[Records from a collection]
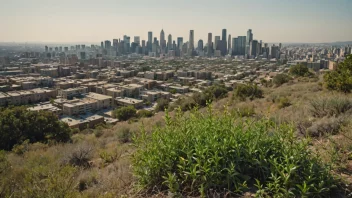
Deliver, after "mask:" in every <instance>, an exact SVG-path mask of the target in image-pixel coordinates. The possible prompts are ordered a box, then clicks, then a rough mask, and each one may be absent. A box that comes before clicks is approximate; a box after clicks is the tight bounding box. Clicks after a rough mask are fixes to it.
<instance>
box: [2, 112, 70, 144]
mask: <svg viewBox="0 0 352 198" xmlns="http://www.w3.org/2000/svg"><path fill="white" fill-rule="evenodd" d="M70 136H71V130H70V128H69V127H68V125H67V124H65V123H63V122H61V121H59V119H58V117H57V116H56V115H55V114H53V113H52V112H49V111H39V112H34V111H29V110H27V109H26V107H24V106H21V107H11V108H5V109H1V110H0V149H4V150H11V149H12V147H13V146H14V145H15V144H18V145H20V144H22V142H23V141H25V140H29V142H30V143H35V142H43V143H48V142H53V141H56V142H67V141H69V140H70Z"/></svg>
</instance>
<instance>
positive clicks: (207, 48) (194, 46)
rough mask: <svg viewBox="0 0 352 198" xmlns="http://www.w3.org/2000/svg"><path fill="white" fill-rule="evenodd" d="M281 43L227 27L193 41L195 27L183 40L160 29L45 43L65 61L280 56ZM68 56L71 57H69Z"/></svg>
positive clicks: (51, 52) (193, 40) (252, 58)
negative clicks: (141, 37) (76, 44)
mask: <svg viewBox="0 0 352 198" xmlns="http://www.w3.org/2000/svg"><path fill="white" fill-rule="evenodd" d="M281 47H282V45H281V44H279V45H272V46H269V45H268V44H267V43H263V42H262V41H261V40H260V41H258V40H255V39H254V36H253V33H252V30H251V29H249V30H248V31H247V34H246V35H245V36H238V37H231V34H227V30H226V29H223V30H222V35H221V36H217V35H215V36H213V34H212V33H208V38H207V41H206V42H205V41H203V40H202V39H200V40H198V42H197V43H195V31H194V30H190V31H189V38H188V41H186V40H185V39H184V38H183V37H177V38H176V39H173V36H172V35H171V34H169V35H168V36H167V38H166V34H165V32H164V30H161V32H160V36H159V38H158V37H155V36H154V37H153V32H151V31H150V32H148V39H147V40H141V39H140V36H134V37H133V40H132V39H131V37H130V36H127V35H124V36H123V38H120V39H112V41H111V40H105V41H101V43H100V46H99V45H91V46H90V47H86V45H75V46H71V47H70V48H69V47H62V46H61V47H48V46H45V52H46V53H47V58H51V57H52V56H55V54H52V52H54V53H55V52H56V53H61V52H65V53H66V54H68V55H66V56H65V59H67V60H65V61H67V62H72V61H76V59H77V58H78V59H81V60H85V59H89V58H92V57H102V56H110V57H114V56H124V55H133V54H135V55H143V56H149V57H191V56H202V57H221V56H236V57H238V58H241V59H255V58H268V59H271V58H276V59H279V58H280V49H281ZM73 51H74V52H76V53H75V55H76V56H77V58H76V56H72V55H71V56H70V55H69V54H72V53H71V52H73ZM92 52H93V53H92ZM70 59H73V60H72V61H70Z"/></svg>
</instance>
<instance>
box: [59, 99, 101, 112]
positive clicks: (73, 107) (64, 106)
mask: <svg viewBox="0 0 352 198" xmlns="http://www.w3.org/2000/svg"><path fill="white" fill-rule="evenodd" d="M97 106H98V102H97V101H96V100H94V99H90V98H85V99H82V100H78V101H77V102H74V103H66V104H64V105H63V109H62V112H63V114H65V115H68V116H74V115H81V114H86V113H90V112H94V111H96V110H97Z"/></svg>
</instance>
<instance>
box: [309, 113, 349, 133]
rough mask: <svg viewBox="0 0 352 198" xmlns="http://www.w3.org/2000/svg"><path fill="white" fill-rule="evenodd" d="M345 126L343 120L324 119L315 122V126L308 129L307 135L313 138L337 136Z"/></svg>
mask: <svg viewBox="0 0 352 198" xmlns="http://www.w3.org/2000/svg"><path fill="white" fill-rule="evenodd" d="M343 124H344V120H343V118H336V117H324V118H322V119H319V120H318V121H316V122H314V123H313V125H312V126H311V127H309V128H308V129H307V133H308V135H309V136H312V137H321V136H324V135H335V134H337V133H338V132H339V130H340V128H341V127H342V125H343Z"/></svg>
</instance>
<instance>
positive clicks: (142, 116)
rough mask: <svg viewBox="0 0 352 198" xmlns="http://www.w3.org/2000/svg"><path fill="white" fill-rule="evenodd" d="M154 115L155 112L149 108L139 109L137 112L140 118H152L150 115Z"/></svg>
mask: <svg viewBox="0 0 352 198" xmlns="http://www.w3.org/2000/svg"><path fill="white" fill-rule="evenodd" d="M153 115H154V113H153V112H152V111H148V110H144V109H142V110H139V111H138V112H137V116H138V117H139V118H150V117H152V116H153Z"/></svg>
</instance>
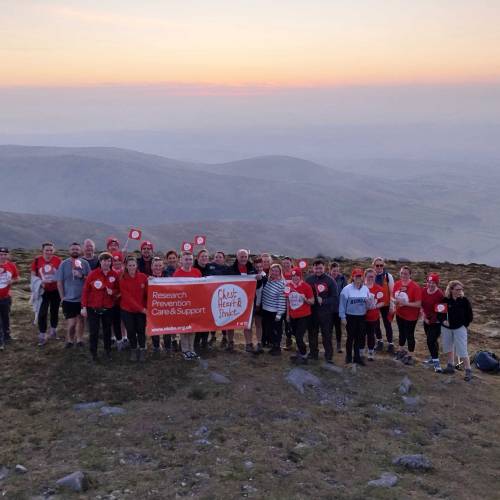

**Task instructions:**
With the pictures dropped, write out all of the entries word for word.

**Exercise result:**
Deliver, after "mask:" in every <instance>, an exact SVG-path mask of the target in image-pixel coordinates. The possible prompts are ordered a box, then clicks, then a rough mask, and each one may be absent. A box that comes before clicks is approximate; a box after clicks is the tight bounding box. Clicks after a rough mask are fixes to it.
<instance>
box: [2, 112, 70, 144]
mask: <svg viewBox="0 0 352 198" xmlns="http://www.w3.org/2000/svg"><path fill="white" fill-rule="evenodd" d="M70 136H71V130H70V128H69V127H68V125H67V124H65V123H63V122H61V121H59V119H58V117H57V116H56V115H55V114H53V113H52V112H49V111H39V112H34V111H29V110H27V109H26V107H24V106H21V107H11V108H5V109H1V110H0V149H4V150H11V149H12V147H13V146H14V145H15V144H18V145H20V144H22V142H23V141H25V140H29V142H30V143H35V142H43V143H48V142H53V141H56V142H67V141H69V140H70Z"/></svg>
</instance>
<instance>
positive clicks: (207, 48) (194, 46)
rough mask: <svg viewBox="0 0 352 198" xmlns="http://www.w3.org/2000/svg"><path fill="white" fill-rule="evenodd" d="M281 43L227 27L193 41L195 27L183 40L160 29L45 43L65 61L280 56ZM68 56L71 57H69Z"/></svg>
positive clicks: (51, 52) (193, 40) (252, 58)
negative clicks: (141, 37) (76, 44)
mask: <svg viewBox="0 0 352 198" xmlns="http://www.w3.org/2000/svg"><path fill="white" fill-rule="evenodd" d="M281 47H282V45H281V44H279V45H272V46H269V45H268V44H267V43H263V42H262V41H261V40H260V41H258V40H255V39H254V36H253V33H252V30H251V29H249V30H248V31H247V34H246V35H245V36H238V37H231V34H227V30H226V29H223V30H222V35H221V36H217V35H215V36H213V34H212V33H208V38H207V41H206V42H205V41H203V40H202V39H200V40H198V42H197V43H195V31H194V30H190V31H189V38H188V41H186V40H185V39H184V38H183V37H177V38H176V39H173V36H172V35H171V34H169V35H168V36H167V38H166V34H165V32H164V30H161V32H160V36H159V38H158V37H155V36H154V37H153V32H151V31H150V32H148V39H147V40H141V39H140V36H134V37H133V40H132V39H131V37H130V36H127V35H124V36H123V38H120V39H112V41H111V40H105V41H101V43H100V46H99V45H91V46H90V47H86V45H75V46H71V47H70V48H69V47H62V46H61V47H48V46H45V52H46V53H47V58H51V57H52V56H55V54H52V52H54V53H55V52H56V53H61V52H65V53H66V54H68V55H66V56H65V59H67V60H65V61H67V62H72V61H76V59H77V58H78V59H81V60H85V59H89V58H92V57H102V56H110V57H114V56H124V55H133V54H135V55H143V56H149V57H191V56H202V57H221V56H236V57H238V58H241V59H255V58H268V59H271V58H276V59H279V58H280V49H281ZM73 51H74V52H76V53H75V55H76V56H77V58H76V56H72V55H71V56H70V55H69V54H72V53H71V52H73ZM92 52H93V53H92ZM70 59H73V60H72V61H70Z"/></svg>
</instance>
<instance>
box: [59, 99, 101, 112]
positive clicks: (73, 107) (64, 106)
mask: <svg viewBox="0 0 352 198" xmlns="http://www.w3.org/2000/svg"><path fill="white" fill-rule="evenodd" d="M97 106H98V102H97V101H96V100H94V99H90V98H85V99H82V100H78V101H77V102H74V103H66V104H64V105H63V109H62V112H63V114H65V115H68V116H74V115H81V114H86V113H90V112H94V111H96V110H97Z"/></svg>
</instance>
<instance>
box: [309, 113, 349, 133]
rough mask: <svg viewBox="0 0 352 198" xmlns="http://www.w3.org/2000/svg"><path fill="white" fill-rule="evenodd" d="M345 126L343 120L324 119L315 122V126L308 129L307 135L313 138L337 136Z"/></svg>
mask: <svg viewBox="0 0 352 198" xmlns="http://www.w3.org/2000/svg"><path fill="white" fill-rule="evenodd" d="M343 124H344V120H343V118H336V117H324V118H322V119H319V120H318V121H316V122H314V123H313V125H312V126H311V127H309V128H308V129H307V133H308V135H309V136H312V137H321V136H324V135H335V134H337V133H338V132H339V130H340V128H341V127H342V125H343Z"/></svg>
</instance>
<instance>
positive clicks: (142, 116)
rough mask: <svg viewBox="0 0 352 198" xmlns="http://www.w3.org/2000/svg"><path fill="white" fill-rule="evenodd" d="M154 115L155 112L149 108L139 109L137 112L140 118H152L150 115Z"/></svg>
mask: <svg viewBox="0 0 352 198" xmlns="http://www.w3.org/2000/svg"><path fill="white" fill-rule="evenodd" d="M153 115H154V113H153V112H152V111H148V110H144V109H142V110H139V111H138V112H137V116H138V117H139V118H150V117H152V116H153Z"/></svg>
</instance>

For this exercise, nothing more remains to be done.